▸ **Exercise prompt**
Write out, word for word, every line from the one containing "the cabinet door?" through the last line of the records below, both ends included.

Stored data
========
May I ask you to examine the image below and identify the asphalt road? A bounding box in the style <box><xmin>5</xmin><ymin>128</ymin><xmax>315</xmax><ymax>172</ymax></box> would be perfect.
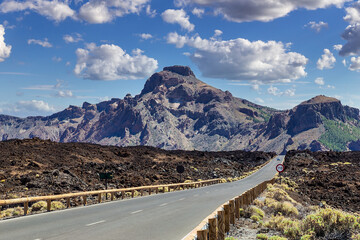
<box><xmin>0</xmin><ymin>156</ymin><xmax>284</xmax><ymax>240</ymax></box>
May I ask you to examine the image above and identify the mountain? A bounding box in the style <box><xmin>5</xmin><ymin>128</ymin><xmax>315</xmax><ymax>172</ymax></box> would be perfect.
<box><xmin>1</xmin><ymin>66</ymin><xmax>360</xmax><ymax>153</ymax></box>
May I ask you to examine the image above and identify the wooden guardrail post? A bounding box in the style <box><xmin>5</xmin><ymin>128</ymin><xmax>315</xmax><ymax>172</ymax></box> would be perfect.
<box><xmin>246</xmin><ymin>191</ymin><xmax>251</xmax><ymax>205</ymax></box>
<box><xmin>66</xmin><ymin>197</ymin><xmax>70</xmax><ymax>208</ymax></box>
<box><xmin>140</xmin><ymin>189</ymin><xmax>144</xmax><ymax>196</ymax></box>
<box><xmin>197</xmin><ymin>229</ymin><xmax>208</xmax><ymax>240</ymax></box>
<box><xmin>217</xmin><ymin>210</ymin><xmax>225</xmax><ymax>240</ymax></box>
<box><xmin>131</xmin><ymin>190</ymin><xmax>135</xmax><ymax>198</ymax></box>
<box><xmin>148</xmin><ymin>188</ymin><xmax>152</xmax><ymax>195</ymax></box>
<box><xmin>229</xmin><ymin>200</ymin><xmax>235</xmax><ymax>225</ymax></box>
<box><xmin>98</xmin><ymin>193</ymin><xmax>102</xmax><ymax>203</ymax></box>
<box><xmin>224</xmin><ymin>204</ymin><xmax>230</xmax><ymax>233</ymax></box>
<box><xmin>111</xmin><ymin>193</ymin><xmax>114</xmax><ymax>201</ymax></box>
<box><xmin>235</xmin><ymin>197</ymin><xmax>240</xmax><ymax>219</ymax></box>
<box><xmin>208</xmin><ymin>218</ymin><xmax>217</xmax><ymax>240</ymax></box>
<box><xmin>121</xmin><ymin>191</ymin><xmax>125</xmax><ymax>199</ymax></box>
<box><xmin>83</xmin><ymin>195</ymin><xmax>87</xmax><ymax>206</ymax></box>
<box><xmin>24</xmin><ymin>202</ymin><xmax>28</xmax><ymax>215</ymax></box>
<box><xmin>46</xmin><ymin>199</ymin><xmax>51</xmax><ymax>212</ymax></box>
<box><xmin>156</xmin><ymin>187</ymin><xmax>159</xmax><ymax>194</ymax></box>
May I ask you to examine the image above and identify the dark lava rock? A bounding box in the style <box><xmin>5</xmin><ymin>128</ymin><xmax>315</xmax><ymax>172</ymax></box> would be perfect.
<box><xmin>163</xmin><ymin>65</ymin><xmax>195</xmax><ymax>77</ymax></box>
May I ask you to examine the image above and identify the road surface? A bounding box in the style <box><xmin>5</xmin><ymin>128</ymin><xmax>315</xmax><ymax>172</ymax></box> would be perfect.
<box><xmin>0</xmin><ymin>155</ymin><xmax>284</xmax><ymax>240</ymax></box>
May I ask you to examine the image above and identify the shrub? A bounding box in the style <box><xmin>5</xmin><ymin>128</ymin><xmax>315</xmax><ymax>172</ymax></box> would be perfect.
<box><xmin>51</xmin><ymin>201</ymin><xmax>65</xmax><ymax>211</ymax></box>
<box><xmin>266</xmin><ymin>186</ymin><xmax>294</xmax><ymax>203</ymax></box>
<box><xmin>274</xmin><ymin>202</ymin><xmax>299</xmax><ymax>217</ymax></box>
<box><xmin>256</xmin><ymin>233</ymin><xmax>268</xmax><ymax>239</ymax></box>
<box><xmin>299</xmin><ymin>234</ymin><xmax>313</xmax><ymax>240</ymax></box>
<box><xmin>12</xmin><ymin>207</ymin><xmax>24</xmax><ymax>216</ymax></box>
<box><xmin>251</xmin><ymin>215</ymin><xmax>262</xmax><ymax>222</ymax></box>
<box><xmin>6</xmin><ymin>193</ymin><xmax>19</xmax><ymax>199</ymax></box>
<box><xmin>31</xmin><ymin>201</ymin><xmax>47</xmax><ymax>212</ymax></box>
<box><xmin>250</xmin><ymin>206</ymin><xmax>265</xmax><ymax>219</ymax></box>
<box><xmin>301</xmin><ymin>208</ymin><xmax>359</xmax><ymax>238</ymax></box>
<box><xmin>254</xmin><ymin>199</ymin><xmax>265</xmax><ymax>208</ymax></box>
<box><xmin>1</xmin><ymin>207</ymin><xmax>24</xmax><ymax>218</ymax></box>
<box><xmin>352</xmin><ymin>233</ymin><xmax>360</xmax><ymax>240</ymax></box>
<box><xmin>220</xmin><ymin>178</ymin><xmax>227</xmax><ymax>183</ymax></box>
<box><xmin>239</xmin><ymin>208</ymin><xmax>245</xmax><ymax>217</ymax></box>
<box><xmin>2</xmin><ymin>208</ymin><xmax>14</xmax><ymax>217</ymax></box>
<box><xmin>265</xmin><ymin>215</ymin><xmax>301</xmax><ymax>239</ymax></box>
<box><xmin>269</xmin><ymin>236</ymin><xmax>287</xmax><ymax>240</ymax></box>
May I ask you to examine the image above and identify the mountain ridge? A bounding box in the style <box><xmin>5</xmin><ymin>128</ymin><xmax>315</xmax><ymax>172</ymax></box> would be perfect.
<box><xmin>1</xmin><ymin>66</ymin><xmax>359</xmax><ymax>153</ymax></box>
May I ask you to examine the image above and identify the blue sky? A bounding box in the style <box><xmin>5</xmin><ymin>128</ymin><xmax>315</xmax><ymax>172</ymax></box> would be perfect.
<box><xmin>1</xmin><ymin>0</ymin><xmax>360</xmax><ymax>117</ymax></box>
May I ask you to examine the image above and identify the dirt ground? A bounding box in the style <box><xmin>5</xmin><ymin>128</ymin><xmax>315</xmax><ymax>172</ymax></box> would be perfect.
<box><xmin>0</xmin><ymin>138</ymin><xmax>275</xmax><ymax>199</ymax></box>
<box><xmin>283</xmin><ymin>150</ymin><xmax>360</xmax><ymax>213</ymax></box>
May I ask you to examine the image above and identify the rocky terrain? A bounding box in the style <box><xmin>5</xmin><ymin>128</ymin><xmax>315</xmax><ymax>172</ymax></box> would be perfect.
<box><xmin>0</xmin><ymin>138</ymin><xmax>275</xmax><ymax>199</ymax></box>
<box><xmin>1</xmin><ymin>65</ymin><xmax>360</xmax><ymax>153</ymax></box>
<box><xmin>283</xmin><ymin>150</ymin><xmax>360</xmax><ymax>213</ymax></box>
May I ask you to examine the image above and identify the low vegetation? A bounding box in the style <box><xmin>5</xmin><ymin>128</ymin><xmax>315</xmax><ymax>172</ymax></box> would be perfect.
<box><xmin>228</xmin><ymin>176</ymin><xmax>360</xmax><ymax>239</ymax></box>
<box><xmin>319</xmin><ymin>118</ymin><xmax>360</xmax><ymax>151</ymax></box>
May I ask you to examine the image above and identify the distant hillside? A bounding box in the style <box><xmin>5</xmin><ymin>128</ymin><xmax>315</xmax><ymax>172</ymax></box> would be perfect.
<box><xmin>1</xmin><ymin>66</ymin><xmax>360</xmax><ymax>153</ymax></box>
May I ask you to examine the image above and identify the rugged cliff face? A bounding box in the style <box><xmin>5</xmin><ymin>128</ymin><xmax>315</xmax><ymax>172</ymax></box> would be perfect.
<box><xmin>0</xmin><ymin>67</ymin><xmax>359</xmax><ymax>153</ymax></box>
<box><xmin>0</xmin><ymin>66</ymin><xmax>275</xmax><ymax>151</ymax></box>
<box><xmin>253</xmin><ymin>95</ymin><xmax>360</xmax><ymax>153</ymax></box>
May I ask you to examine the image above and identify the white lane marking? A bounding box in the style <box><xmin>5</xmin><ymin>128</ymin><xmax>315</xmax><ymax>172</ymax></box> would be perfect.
<box><xmin>179</xmin><ymin>198</ymin><xmax>185</xmax><ymax>201</ymax></box>
<box><xmin>131</xmin><ymin>210</ymin><xmax>143</xmax><ymax>214</ymax></box>
<box><xmin>86</xmin><ymin>220</ymin><xmax>105</xmax><ymax>227</ymax></box>
<box><xmin>34</xmin><ymin>239</ymin><xmax>42</xmax><ymax>240</ymax></box>
<box><xmin>159</xmin><ymin>203</ymin><xmax>168</xmax><ymax>207</ymax></box>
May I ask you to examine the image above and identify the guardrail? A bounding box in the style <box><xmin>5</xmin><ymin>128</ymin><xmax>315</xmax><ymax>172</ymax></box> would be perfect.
<box><xmin>0</xmin><ymin>179</ymin><xmax>221</xmax><ymax>216</ymax></box>
<box><xmin>183</xmin><ymin>178</ymin><xmax>276</xmax><ymax>240</ymax></box>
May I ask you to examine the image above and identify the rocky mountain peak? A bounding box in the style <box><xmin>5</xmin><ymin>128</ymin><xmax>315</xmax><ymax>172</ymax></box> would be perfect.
<box><xmin>163</xmin><ymin>65</ymin><xmax>195</xmax><ymax>77</ymax></box>
<box><xmin>140</xmin><ymin>65</ymin><xmax>203</xmax><ymax>96</ymax></box>
<box><xmin>299</xmin><ymin>95</ymin><xmax>339</xmax><ymax>105</ymax></box>
<box><xmin>286</xmin><ymin>95</ymin><xmax>359</xmax><ymax>135</ymax></box>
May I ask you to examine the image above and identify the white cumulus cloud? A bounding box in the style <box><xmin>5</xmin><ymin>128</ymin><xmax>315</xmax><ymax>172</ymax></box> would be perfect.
<box><xmin>192</xmin><ymin>7</ymin><xmax>204</xmax><ymax>18</ymax></box>
<box><xmin>167</xmin><ymin>32</ymin><xmax>308</xmax><ymax>83</ymax></box>
<box><xmin>333</xmin><ymin>44</ymin><xmax>342</xmax><ymax>51</ymax></box>
<box><xmin>162</xmin><ymin>9</ymin><xmax>194</xmax><ymax>32</ymax></box>
<box><xmin>267</xmin><ymin>86</ymin><xmax>281</xmax><ymax>96</ymax></box>
<box><xmin>214</xmin><ymin>29</ymin><xmax>223</xmax><ymax>37</ymax></box>
<box><xmin>78</xmin><ymin>0</ymin><xmax>149</xmax><ymax>24</ymax></box>
<box><xmin>0</xmin><ymin>24</ymin><xmax>11</xmax><ymax>62</ymax></box>
<box><xmin>349</xmin><ymin>56</ymin><xmax>360</xmax><ymax>71</ymax></box>
<box><xmin>317</xmin><ymin>49</ymin><xmax>336</xmax><ymax>70</ymax></box>
<box><xmin>174</xmin><ymin>0</ymin><xmax>350</xmax><ymax>23</ymax></box>
<box><xmin>305</xmin><ymin>21</ymin><xmax>328</xmax><ymax>32</ymax></box>
<box><xmin>28</xmin><ymin>38</ymin><xmax>52</xmax><ymax>48</ymax></box>
<box><xmin>16</xmin><ymin>100</ymin><xmax>55</xmax><ymax>112</ymax></box>
<box><xmin>74</xmin><ymin>43</ymin><xmax>158</xmax><ymax>80</ymax></box>
<box><xmin>56</xmin><ymin>90</ymin><xmax>73</xmax><ymax>98</ymax></box>
<box><xmin>340</xmin><ymin>1</ymin><xmax>360</xmax><ymax>56</ymax></box>
<box><xmin>315</xmin><ymin>77</ymin><xmax>325</xmax><ymax>85</ymax></box>
<box><xmin>145</xmin><ymin>4</ymin><xmax>156</xmax><ymax>17</ymax></box>
<box><xmin>139</xmin><ymin>33</ymin><xmax>153</xmax><ymax>40</ymax></box>
<box><xmin>63</xmin><ymin>33</ymin><xmax>83</xmax><ymax>43</ymax></box>
<box><xmin>0</xmin><ymin>0</ymin><xmax>76</xmax><ymax>22</ymax></box>
<box><xmin>267</xmin><ymin>86</ymin><xmax>295</xmax><ymax>96</ymax></box>
<box><xmin>255</xmin><ymin>97</ymin><xmax>264</xmax><ymax>104</ymax></box>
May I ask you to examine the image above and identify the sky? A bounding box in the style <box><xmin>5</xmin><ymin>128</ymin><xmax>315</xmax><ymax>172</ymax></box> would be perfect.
<box><xmin>1</xmin><ymin>0</ymin><xmax>360</xmax><ymax>117</ymax></box>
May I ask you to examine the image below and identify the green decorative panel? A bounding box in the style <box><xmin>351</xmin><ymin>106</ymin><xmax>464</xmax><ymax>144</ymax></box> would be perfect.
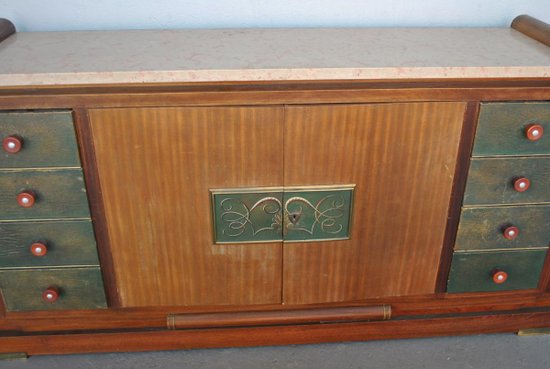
<box><xmin>0</xmin><ymin>168</ymin><xmax>91</xmax><ymax>220</ymax></box>
<box><xmin>283</xmin><ymin>186</ymin><xmax>354</xmax><ymax>242</ymax></box>
<box><xmin>0</xmin><ymin>267</ymin><xmax>107</xmax><ymax>311</ymax></box>
<box><xmin>463</xmin><ymin>157</ymin><xmax>550</xmax><ymax>206</ymax></box>
<box><xmin>447</xmin><ymin>249</ymin><xmax>547</xmax><ymax>293</ymax></box>
<box><xmin>211</xmin><ymin>188</ymin><xmax>284</xmax><ymax>244</ymax></box>
<box><xmin>0</xmin><ymin>111</ymin><xmax>81</xmax><ymax>168</ymax></box>
<box><xmin>455</xmin><ymin>205</ymin><xmax>550</xmax><ymax>251</ymax></box>
<box><xmin>211</xmin><ymin>185</ymin><xmax>355</xmax><ymax>244</ymax></box>
<box><xmin>0</xmin><ymin>220</ymin><xmax>100</xmax><ymax>268</ymax></box>
<box><xmin>473</xmin><ymin>103</ymin><xmax>550</xmax><ymax>157</ymax></box>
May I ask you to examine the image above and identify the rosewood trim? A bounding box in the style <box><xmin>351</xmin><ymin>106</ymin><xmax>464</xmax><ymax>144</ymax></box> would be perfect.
<box><xmin>2</xmin><ymin>309</ymin><xmax>550</xmax><ymax>355</ymax></box>
<box><xmin>167</xmin><ymin>305</ymin><xmax>390</xmax><ymax>329</ymax></box>
<box><xmin>0</xmin><ymin>19</ymin><xmax>15</xmax><ymax>44</ymax></box>
<box><xmin>72</xmin><ymin>109</ymin><xmax>121</xmax><ymax>307</ymax></box>
<box><xmin>435</xmin><ymin>101</ymin><xmax>480</xmax><ymax>293</ymax></box>
<box><xmin>512</xmin><ymin>15</ymin><xmax>550</xmax><ymax>47</ymax></box>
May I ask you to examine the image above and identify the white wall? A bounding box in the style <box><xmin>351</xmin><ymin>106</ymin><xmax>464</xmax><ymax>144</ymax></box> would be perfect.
<box><xmin>1</xmin><ymin>0</ymin><xmax>549</xmax><ymax>32</ymax></box>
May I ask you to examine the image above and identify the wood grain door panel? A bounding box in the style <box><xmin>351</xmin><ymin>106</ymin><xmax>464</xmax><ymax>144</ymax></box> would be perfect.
<box><xmin>89</xmin><ymin>107</ymin><xmax>283</xmax><ymax>307</ymax></box>
<box><xmin>283</xmin><ymin>103</ymin><xmax>466</xmax><ymax>304</ymax></box>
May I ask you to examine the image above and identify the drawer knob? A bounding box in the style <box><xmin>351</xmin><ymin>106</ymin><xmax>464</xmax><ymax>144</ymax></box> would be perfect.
<box><xmin>17</xmin><ymin>191</ymin><xmax>36</xmax><ymax>208</ymax></box>
<box><xmin>491</xmin><ymin>269</ymin><xmax>508</xmax><ymax>284</ymax></box>
<box><xmin>30</xmin><ymin>242</ymin><xmax>48</xmax><ymax>257</ymax></box>
<box><xmin>503</xmin><ymin>226</ymin><xmax>519</xmax><ymax>240</ymax></box>
<box><xmin>2</xmin><ymin>135</ymin><xmax>23</xmax><ymax>154</ymax></box>
<box><xmin>42</xmin><ymin>286</ymin><xmax>60</xmax><ymax>303</ymax></box>
<box><xmin>525</xmin><ymin>124</ymin><xmax>544</xmax><ymax>141</ymax></box>
<box><xmin>513</xmin><ymin>177</ymin><xmax>530</xmax><ymax>192</ymax></box>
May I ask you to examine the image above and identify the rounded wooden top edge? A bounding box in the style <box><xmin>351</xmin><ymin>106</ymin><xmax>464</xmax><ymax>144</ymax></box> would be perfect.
<box><xmin>0</xmin><ymin>19</ymin><xmax>16</xmax><ymax>44</ymax></box>
<box><xmin>511</xmin><ymin>15</ymin><xmax>550</xmax><ymax>47</ymax></box>
<box><xmin>0</xmin><ymin>77</ymin><xmax>550</xmax><ymax>92</ymax></box>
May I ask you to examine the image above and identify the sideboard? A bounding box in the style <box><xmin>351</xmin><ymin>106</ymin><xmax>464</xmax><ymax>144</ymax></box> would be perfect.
<box><xmin>0</xmin><ymin>15</ymin><xmax>549</xmax><ymax>356</ymax></box>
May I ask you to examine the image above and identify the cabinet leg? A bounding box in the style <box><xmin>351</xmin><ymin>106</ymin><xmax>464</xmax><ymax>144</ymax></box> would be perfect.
<box><xmin>0</xmin><ymin>353</ymin><xmax>28</xmax><ymax>361</ymax></box>
<box><xmin>517</xmin><ymin>328</ymin><xmax>550</xmax><ymax>336</ymax></box>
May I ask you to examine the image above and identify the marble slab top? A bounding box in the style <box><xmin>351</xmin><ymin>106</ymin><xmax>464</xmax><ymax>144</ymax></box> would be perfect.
<box><xmin>0</xmin><ymin>27</ymin><xmax>549</xmax><ymax>86</ymax></box>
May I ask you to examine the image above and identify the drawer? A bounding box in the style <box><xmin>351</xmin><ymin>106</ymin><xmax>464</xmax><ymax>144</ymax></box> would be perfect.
<box><xmin>0</xmin><ymin>220</ymin><xmax>99</xmax><ymax>268</ymax></box>
<box><xmin>455</xmin><ymin>205</ymin><xmax>550</xmax><ymax>251</ymax></box>
<box><xmin>447</xmin><ymin>249</ymin><xmax>547</xmax><ymax>293</ymax></box>
<box><xmin>473</xmin><ymin>102</ymin><xmax>550</xmax><ymax>156</ymax></box>
<box><xmin>0</xmin><ymin>111</ymin><xmax>81</xmax><ymax>168</ymax></box>
<box><xmin>0</xmin><ymin>168</ymin><xmax>91</xmax><ymax>220</ymax></box>
<box><xmin>0</xmin><ymin>267</ymin><xmax>107</xmax><ymax>311</ymax></box>
<box><xmin>463</xmin><ymin>157</ymin><xmax>550</xmax><ymax>206</ymax></box>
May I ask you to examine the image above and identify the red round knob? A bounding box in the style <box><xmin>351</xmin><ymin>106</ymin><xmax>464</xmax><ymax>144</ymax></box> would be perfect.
<box><xmin>503</xmin><ymin>226</ymin><xmax>519</xmax><ymax>240</ymax></box>
<box><xmin>30</xmin><ymin>242</ymin><xmax>48</xmax><ymax>257</ymax></box>
<box><xmin>2</xmin><ymin>136</ymin><xmax>23</xmax><ymax>154</ymax></box>
<box><xmin>17</xmin><ymin>191</ymin><xmax>36</xmax><ymax>208</ymax></box>
<box><xmin>513</xmin><ymin>177</ymin><xmax>530</xmax><ymax>192</ymax></box>
<box><xmin>42</xmin><ymin>286</ymin><xmax>59</xmax><ymax>303</ymax></box>
<box><xmin>491</xmin><ymin>270</ymin><xmax>508</xmax><ymax>284</ymax></box>
<box><xmin>525</xmin><ymin>124</ymin><xmax>544</xmax><ymax>141</ymax></box>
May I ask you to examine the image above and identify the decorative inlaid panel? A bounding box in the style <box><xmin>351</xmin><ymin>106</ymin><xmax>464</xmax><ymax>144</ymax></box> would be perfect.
<box><xmin>283</xmin><ymin>186</ymin><xmax>354</xmax><ymax>242</ymax></box>
<box><xmin>211</xmin><ymin>185</ymin><xmax>355</xmax><ymax>243</ymax></box>
<box><xmin>211</xmin><ymin>188</ymin><xmax>283</xmax><ymax>244</ymax></box>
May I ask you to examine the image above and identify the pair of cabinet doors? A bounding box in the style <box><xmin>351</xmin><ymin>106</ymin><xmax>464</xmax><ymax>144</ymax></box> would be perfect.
<box><xmin>88</xmin><ymin>102</ymin><xmax>466</xmax><ymax>307</ymax></box>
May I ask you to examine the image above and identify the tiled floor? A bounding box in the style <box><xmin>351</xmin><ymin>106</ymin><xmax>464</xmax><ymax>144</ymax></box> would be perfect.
<box><xmin>1</xmin><ymin>333</ymin><xmax>549</xmax><ymax>369</ymax></box>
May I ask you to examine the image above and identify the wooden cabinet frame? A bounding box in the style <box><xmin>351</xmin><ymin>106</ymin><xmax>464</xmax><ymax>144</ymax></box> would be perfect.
<box><xmin>0</xmin><ymin>78</ymin><xmax>550</xmax><ymax>354</ymax></box>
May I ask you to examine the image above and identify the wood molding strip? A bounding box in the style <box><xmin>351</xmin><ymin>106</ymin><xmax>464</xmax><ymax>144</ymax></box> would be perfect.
<box><xmin>0</xmin><ymin>19</ymin><xmax>15</xmax><ymax>44</ymax></box>
<box><xmin>435</xmin><ymin>101</ymin><xmax>480</xmax><ymax>293</ymax></box>
<box><xmin>72</xmin><ymin>109</ymin><xmax>121</xmax><ymax>307</ymax></box>
<box><xmin>512</xmin><ymin>15</ymin><xmax>550</xmax><ymax>47</ymax></box>
<box><xmin>2</xmin><ymin>310</ymin><xmax>550</xmax><ymax>355</ymax></box>
<box><xmin>2</xmin><ymin>291</ymin><xmax>550</xmax><ymax>333</ymax></box>
<box><xmin>1</xmin><ymin>84</ymin><xmax>550</xmax><ymax>110</ymax></box>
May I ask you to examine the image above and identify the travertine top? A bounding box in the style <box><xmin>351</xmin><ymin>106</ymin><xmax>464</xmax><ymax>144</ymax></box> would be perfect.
<box><xmin>0</xmin><ymin>27</ymin><xmax>548</xmax><ymax>86</ymax></box>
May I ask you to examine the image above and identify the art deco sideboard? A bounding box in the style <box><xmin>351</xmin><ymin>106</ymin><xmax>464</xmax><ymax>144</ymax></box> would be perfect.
<box><xmin>0</xmin><ymin>15</ymin><xmax>549</xmax><ymax>356</ymax></box>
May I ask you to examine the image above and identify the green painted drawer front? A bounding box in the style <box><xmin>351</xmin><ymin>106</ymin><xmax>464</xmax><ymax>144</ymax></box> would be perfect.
<box><xmin>0</xmin><ymin>111</ymin><xmax>81</xmax><ymax>168</ymax></box>
<box><xmin>447</xmin><ymin>250</ymin><xmax>547</xmax><ymax>293</ymax></box>
<box><xmin>211</xmin><ymin>185</ymin><xmax>355</xmax><ymax>243</ymax></box>
<box><xmin>0</xmin><ymin>267</ymin><xmax>107</xmax><ymax>311</ymax></box>
<box><xmin>463</xmin><ymin>157</ymin><xmax>550</xmax><ymax>206</ymax></box>
<box><xmin>473</xmin><ymin>103</ymin><xmax>550</xmax><ymax>156</ymax></box>
<box><xmin>283</xmin><ymin>186</ymin><xmax>354</xmax><ymax>242</ymax></box>
<box><xmin>455</xmin><ymin>205</ymin><xmax>550</xmax><ymax>251</ymax></box>
<box><xmin>0</xmin><ymin>220</ymin><xmax>99</xmax><ymax>268</ymax></box>
<box><xmin>0</xmin><ymin>169</ymin><xmax>91</xmax><ymax>220</ymax></box>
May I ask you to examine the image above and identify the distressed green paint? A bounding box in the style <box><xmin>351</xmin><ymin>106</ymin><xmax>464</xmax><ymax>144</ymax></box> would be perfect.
<box><xmin>0</xmin><ymin>267</ymin><xmax>107</xmax><ymax>311</ymax></box>
<box><xmin>0</xmin><ymin>111</ymin><xmax>81</xmax><ymax>168</ymax></box>
<box><xmin>0</xmin><ymin>220</ymin><xmax>99</xmax><ymax>268</ymax></box>
<box><xmin>283</xmin><ymin>188</ymin><xmax>354</xmax><ymax>242</ymax></box>
<box><xmin>212</xmin><ymin>189</ymin><xmax>283</xmax><ymax>243</ymax></box>
<box><xmin>463</xmin><ymin>157</ymin><xmax>550</xmax><ymax>206</ymax></box>
<box><xmin>447</xmin><ymin>249</ymin><xmax>547</xmax><ymax>293</ymax></box>
<box><xmin>473</xmin><ymin>103</ymin><xmax>550</xmax><ymax>157</ymax></box>
<box><xmin>0</xmin><ymin>169</ymin><xmax>92</xmax><ymax>220</ymax></box>
<box><xmin>455</xmin><ymin>205</ymin><xmax>550</xmax><ymax>251</ymax></box>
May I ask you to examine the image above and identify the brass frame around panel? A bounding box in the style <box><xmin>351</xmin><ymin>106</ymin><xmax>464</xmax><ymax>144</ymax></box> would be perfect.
<box><xmin>209</xmin><ymin>184</ymin><xmax>356</xmax><ymax>244</ymax></box>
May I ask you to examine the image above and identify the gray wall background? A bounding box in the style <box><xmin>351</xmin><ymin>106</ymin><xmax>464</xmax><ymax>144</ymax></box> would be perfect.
<box><xmin>1</xmin><ymin>0</ymin><xmax>549</xmax><ymax>32</ymax></box>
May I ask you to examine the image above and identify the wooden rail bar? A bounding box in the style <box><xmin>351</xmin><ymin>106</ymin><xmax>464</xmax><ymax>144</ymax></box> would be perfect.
<box><xmin>511</xmin><ymin>15</ymin><xmax>550</xmax><ymax>47</ymax></box>
<box><xmin>167</xmin><ymin>305</ymin><xmax>391</xmax><ymax>329</ymax></box>
<box><xmin>0</xmin><ymin>19</ymin><xmax>15</xmax><ymax>43</ymax></box>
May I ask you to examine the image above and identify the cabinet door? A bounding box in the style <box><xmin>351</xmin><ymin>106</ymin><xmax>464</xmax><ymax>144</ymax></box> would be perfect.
<box><xmin>89</xmin><ymin>107</ymin><xmax>283</xmax><ymax>307</ymax></box>
<box><xmin>283</xmin><ymin>103</ymin><xmax>466</xmax><ymax>304</ymax></box>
========
▸ **Expected answer**
May I ask you to examine the image above and identify the cabinet door? A bounding box in the style <box><xmin>351</xmin><ymin>106</ymin><xmax>464</xmax><ymax>144</ymax></box> would be perfect.
<box><xmin>89</xmin><ymin>107</ymin><xmax>283</xmax><ymax>307</ymax></box>
<box><xmin>283</xmin><ymin>103</ymin><xmax>466</xmax><ymax>304</ymax></box>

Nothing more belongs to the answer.